• _DATA IN THIS EXERCISE_:
────

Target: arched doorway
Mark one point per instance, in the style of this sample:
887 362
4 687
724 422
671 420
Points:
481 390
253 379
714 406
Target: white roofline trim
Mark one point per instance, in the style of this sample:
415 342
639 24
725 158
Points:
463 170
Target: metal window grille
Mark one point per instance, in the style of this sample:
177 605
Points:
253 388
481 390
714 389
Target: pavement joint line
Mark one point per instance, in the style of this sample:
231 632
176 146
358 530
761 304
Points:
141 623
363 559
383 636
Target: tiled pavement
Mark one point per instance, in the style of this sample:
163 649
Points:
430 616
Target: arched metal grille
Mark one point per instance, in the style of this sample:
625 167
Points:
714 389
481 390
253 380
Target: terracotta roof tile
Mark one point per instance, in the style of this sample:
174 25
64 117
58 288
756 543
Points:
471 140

────

• _WORK TO COMPLETE_: Rewrite every line of the entries above, requests included, scaling each point coordinate in the answers by 1.8 and rounding to the nearest whole number, with halves rounded up. Leave the sample coordinates within the requests unchanged.

• _ANSWER_:
Target: arched doorway
Mark one point per instance, in the style of this sample:
887 362
4 687
724 422
671 420
Points:
866 702
455 682
1285 731
Target: white roofline trim
Mark one point per instance, in the style of this sample:
415 342
639 24
725 158
Points:
833 306
Target: metal window grille
Mark one point per instance, in the style of this sample:
177 605
Points:
455 698
866 702
1285 700
Target: pavement joint line
Mark one point per instance, in the style of this sample:
231 632
176 146
358 530
761 304
Points:
254 1121
653 1006
689 1145
Target: tiled pavement
Mark one point per instance, in the style of this sample:
163 649
Points:
774 1109
Target: arched metal grille
Mark one point per instance, in the style of this sample:
625 167
Points:
1285 700
866 702
455 684
Target: terracotta roof tile
Mark one point per instance, in the style of this sample:
174 25
64 117
58 288
756 543
Points:
848 252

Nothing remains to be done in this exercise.